» The task:
Reproduce verbatim the lines of the records starting at the line containing "Every instance of the fish eye" and ending with the line containing "<point>451,255</point>", both of those lines included.

Pointing records:

━━━━━━━━━━━━━━━━━━━━━━━━━━━━━━

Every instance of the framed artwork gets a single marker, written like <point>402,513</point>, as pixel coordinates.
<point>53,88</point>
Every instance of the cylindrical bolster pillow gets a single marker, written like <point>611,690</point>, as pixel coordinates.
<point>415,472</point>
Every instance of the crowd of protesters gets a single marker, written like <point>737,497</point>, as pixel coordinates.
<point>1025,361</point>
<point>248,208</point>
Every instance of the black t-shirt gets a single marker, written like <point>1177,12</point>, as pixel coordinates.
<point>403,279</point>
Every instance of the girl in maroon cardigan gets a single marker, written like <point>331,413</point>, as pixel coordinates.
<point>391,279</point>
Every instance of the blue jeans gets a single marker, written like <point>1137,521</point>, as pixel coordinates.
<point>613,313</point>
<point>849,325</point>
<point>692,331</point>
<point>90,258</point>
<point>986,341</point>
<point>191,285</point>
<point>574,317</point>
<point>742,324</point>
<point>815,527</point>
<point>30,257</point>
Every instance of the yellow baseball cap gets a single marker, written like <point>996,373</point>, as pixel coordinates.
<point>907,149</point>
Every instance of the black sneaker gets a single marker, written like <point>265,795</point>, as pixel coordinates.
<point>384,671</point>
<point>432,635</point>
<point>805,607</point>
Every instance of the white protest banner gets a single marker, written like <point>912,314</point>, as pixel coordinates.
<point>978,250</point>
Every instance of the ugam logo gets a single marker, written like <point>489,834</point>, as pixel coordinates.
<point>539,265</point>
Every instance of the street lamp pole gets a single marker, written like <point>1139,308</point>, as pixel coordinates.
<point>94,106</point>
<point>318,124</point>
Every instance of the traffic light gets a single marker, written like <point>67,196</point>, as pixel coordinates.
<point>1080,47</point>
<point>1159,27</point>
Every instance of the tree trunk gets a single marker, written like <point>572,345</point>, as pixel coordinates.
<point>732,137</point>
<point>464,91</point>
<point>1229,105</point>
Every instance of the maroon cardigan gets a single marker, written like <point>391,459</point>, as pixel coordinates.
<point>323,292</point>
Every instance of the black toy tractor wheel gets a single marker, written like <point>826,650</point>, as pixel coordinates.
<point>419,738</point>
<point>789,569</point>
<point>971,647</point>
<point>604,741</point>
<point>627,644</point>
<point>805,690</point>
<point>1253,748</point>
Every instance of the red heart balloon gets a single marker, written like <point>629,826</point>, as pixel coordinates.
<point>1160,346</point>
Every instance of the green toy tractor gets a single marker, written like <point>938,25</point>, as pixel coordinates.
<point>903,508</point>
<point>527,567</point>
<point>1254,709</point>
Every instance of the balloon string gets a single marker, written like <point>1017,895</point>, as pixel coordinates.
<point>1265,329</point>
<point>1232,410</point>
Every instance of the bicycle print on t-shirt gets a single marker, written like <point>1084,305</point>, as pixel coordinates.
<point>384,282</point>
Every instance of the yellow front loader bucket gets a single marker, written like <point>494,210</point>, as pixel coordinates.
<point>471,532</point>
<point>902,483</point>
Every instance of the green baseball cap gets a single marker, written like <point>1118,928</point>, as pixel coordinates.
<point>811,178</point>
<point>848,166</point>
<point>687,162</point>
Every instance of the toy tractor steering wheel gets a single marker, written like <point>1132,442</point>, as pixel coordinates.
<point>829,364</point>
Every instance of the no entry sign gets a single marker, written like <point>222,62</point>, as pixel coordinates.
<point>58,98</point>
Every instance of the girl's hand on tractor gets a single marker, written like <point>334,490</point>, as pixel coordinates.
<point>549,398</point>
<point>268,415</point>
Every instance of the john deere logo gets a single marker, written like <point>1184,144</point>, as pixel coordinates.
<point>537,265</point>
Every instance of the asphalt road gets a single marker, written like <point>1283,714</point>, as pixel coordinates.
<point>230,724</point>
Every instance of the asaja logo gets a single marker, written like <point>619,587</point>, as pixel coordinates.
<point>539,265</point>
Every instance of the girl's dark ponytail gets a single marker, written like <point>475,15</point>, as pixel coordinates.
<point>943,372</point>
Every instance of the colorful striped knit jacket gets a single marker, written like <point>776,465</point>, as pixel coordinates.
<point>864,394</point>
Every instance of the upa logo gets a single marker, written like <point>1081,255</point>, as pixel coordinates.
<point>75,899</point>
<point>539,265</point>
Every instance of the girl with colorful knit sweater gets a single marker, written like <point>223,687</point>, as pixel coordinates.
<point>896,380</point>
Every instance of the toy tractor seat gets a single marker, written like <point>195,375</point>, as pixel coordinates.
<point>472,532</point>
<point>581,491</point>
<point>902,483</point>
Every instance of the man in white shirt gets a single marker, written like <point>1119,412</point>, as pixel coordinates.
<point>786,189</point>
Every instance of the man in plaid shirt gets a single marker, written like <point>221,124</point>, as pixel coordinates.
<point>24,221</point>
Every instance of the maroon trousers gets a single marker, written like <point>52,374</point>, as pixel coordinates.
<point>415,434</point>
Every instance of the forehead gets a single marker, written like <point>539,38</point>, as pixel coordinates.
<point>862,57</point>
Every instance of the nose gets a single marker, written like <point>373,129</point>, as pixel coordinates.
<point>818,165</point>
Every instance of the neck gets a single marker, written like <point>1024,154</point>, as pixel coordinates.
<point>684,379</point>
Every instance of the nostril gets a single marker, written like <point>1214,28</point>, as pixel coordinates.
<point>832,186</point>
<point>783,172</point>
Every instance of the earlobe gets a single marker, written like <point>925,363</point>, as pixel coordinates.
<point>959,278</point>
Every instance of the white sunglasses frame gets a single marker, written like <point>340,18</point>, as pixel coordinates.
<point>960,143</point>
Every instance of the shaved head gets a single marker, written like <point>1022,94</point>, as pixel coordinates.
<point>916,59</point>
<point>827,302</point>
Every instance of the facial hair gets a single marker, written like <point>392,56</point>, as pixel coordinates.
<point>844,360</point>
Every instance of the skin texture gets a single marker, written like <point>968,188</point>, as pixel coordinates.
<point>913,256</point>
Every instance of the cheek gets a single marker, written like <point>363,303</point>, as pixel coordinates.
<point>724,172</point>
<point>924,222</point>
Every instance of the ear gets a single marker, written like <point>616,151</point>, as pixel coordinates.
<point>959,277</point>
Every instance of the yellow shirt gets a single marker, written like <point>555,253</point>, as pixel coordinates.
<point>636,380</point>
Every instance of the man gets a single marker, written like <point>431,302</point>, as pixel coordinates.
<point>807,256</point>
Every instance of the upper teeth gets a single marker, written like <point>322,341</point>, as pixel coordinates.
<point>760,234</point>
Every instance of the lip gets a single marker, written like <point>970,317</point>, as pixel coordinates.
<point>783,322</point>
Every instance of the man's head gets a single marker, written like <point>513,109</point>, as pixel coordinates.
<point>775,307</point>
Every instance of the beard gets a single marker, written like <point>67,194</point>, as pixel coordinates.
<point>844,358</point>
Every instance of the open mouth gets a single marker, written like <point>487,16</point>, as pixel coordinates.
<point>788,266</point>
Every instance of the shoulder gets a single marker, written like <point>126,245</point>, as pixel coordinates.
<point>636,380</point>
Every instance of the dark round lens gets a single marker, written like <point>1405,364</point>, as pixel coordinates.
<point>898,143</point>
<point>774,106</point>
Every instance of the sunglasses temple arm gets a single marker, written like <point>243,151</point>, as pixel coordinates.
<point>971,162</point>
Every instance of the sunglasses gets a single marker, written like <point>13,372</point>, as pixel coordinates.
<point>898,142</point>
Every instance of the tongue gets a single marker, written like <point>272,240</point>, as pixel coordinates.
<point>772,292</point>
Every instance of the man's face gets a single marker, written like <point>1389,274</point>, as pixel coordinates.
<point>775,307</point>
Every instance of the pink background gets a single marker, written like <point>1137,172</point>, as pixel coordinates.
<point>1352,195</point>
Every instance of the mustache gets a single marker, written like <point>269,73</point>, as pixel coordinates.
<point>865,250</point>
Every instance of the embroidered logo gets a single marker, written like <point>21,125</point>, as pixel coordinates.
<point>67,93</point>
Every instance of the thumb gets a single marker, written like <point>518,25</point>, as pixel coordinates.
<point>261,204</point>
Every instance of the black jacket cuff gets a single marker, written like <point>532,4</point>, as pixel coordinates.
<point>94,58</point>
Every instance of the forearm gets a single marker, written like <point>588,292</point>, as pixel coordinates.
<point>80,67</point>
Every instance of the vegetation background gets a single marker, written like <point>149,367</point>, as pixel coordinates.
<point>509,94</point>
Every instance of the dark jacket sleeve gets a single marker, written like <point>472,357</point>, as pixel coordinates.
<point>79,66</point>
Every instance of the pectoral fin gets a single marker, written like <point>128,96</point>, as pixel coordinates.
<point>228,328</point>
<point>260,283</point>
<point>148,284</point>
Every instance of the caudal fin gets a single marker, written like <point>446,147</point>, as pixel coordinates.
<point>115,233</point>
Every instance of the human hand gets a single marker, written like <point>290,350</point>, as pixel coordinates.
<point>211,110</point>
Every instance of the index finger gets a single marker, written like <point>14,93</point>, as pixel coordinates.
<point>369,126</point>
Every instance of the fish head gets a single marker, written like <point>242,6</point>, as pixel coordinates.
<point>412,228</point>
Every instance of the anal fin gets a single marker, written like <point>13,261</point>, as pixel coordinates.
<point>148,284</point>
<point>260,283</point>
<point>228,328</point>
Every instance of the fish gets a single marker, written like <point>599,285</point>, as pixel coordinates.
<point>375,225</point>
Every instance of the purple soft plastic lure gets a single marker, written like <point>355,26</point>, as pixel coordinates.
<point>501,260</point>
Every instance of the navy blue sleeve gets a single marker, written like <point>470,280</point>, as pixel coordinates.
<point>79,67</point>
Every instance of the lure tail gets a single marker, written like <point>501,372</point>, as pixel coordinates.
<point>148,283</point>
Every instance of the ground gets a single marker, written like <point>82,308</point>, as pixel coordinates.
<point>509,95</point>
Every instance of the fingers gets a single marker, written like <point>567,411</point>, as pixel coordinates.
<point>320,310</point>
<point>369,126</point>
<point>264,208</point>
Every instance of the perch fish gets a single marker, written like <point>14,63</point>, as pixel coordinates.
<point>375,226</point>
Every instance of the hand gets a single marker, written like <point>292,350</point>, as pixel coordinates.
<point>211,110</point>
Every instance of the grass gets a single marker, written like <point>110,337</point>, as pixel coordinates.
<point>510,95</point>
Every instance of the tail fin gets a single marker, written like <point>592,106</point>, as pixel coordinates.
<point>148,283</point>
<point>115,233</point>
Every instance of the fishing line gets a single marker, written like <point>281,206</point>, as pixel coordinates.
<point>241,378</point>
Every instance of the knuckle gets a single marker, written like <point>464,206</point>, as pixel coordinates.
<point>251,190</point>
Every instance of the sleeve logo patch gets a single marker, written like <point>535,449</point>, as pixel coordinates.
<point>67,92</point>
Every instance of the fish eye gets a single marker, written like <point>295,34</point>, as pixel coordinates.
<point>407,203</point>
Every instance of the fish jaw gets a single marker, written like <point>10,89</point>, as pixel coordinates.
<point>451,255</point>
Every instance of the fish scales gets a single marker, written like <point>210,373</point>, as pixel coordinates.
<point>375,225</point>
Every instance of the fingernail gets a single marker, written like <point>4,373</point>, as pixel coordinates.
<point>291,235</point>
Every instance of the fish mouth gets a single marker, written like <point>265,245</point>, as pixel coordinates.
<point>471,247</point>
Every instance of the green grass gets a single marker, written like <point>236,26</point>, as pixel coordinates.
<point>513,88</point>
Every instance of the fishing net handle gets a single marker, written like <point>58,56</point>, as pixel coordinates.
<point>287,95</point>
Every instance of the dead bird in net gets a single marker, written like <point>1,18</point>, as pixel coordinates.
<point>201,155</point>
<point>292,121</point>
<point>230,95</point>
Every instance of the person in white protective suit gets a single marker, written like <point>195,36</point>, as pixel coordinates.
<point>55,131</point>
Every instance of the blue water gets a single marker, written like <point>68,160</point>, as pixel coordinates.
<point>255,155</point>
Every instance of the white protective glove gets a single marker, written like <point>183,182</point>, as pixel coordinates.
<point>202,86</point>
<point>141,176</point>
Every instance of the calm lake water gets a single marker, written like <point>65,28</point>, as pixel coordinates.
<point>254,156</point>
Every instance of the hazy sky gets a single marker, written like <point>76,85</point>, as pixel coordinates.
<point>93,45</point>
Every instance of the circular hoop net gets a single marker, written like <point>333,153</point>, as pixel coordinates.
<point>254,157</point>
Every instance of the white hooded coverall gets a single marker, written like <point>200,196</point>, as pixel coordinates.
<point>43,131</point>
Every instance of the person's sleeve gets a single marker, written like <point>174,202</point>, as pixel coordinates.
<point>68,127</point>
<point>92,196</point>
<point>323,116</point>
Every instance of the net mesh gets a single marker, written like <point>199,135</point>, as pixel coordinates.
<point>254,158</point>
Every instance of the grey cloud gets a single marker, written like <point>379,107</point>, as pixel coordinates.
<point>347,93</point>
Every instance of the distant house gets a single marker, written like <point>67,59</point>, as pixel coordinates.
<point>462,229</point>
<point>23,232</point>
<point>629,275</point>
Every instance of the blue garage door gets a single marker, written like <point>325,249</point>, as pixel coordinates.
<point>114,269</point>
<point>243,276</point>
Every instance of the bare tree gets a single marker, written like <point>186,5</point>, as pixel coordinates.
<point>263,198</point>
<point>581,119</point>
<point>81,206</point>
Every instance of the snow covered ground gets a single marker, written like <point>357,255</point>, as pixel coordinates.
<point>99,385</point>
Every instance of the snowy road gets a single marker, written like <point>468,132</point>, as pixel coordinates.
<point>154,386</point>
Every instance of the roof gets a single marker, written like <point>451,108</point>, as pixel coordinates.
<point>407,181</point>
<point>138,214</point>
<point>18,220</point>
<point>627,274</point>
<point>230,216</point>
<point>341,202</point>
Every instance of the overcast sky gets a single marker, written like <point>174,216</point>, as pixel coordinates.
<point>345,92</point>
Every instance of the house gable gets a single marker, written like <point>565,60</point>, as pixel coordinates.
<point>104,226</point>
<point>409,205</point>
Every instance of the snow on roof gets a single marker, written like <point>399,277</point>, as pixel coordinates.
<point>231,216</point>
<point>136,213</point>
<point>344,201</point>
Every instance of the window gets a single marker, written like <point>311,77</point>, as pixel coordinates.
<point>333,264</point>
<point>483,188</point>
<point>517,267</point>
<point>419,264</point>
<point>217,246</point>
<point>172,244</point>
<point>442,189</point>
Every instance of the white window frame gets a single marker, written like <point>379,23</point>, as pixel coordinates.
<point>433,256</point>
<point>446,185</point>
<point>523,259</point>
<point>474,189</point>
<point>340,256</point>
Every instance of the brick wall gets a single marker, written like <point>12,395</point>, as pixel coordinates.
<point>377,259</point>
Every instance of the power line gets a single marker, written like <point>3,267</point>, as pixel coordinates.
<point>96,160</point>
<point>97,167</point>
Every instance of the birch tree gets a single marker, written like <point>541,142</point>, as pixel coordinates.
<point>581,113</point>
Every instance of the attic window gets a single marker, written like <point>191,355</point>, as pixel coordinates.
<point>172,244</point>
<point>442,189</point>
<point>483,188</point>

━━━━━━━━━━━━━━━━━━━━━━━━━━━━━━

» Solution for this exercise:
Every instance of the fish eye gets a single marker, written like <point>295,34</point>, as pixel coordinates.
<point>407,203</point>
Every instance of the fish jaw gets a single marker, written like <point>10,89</point>, as pixel coordinates.
<point>451,255</point>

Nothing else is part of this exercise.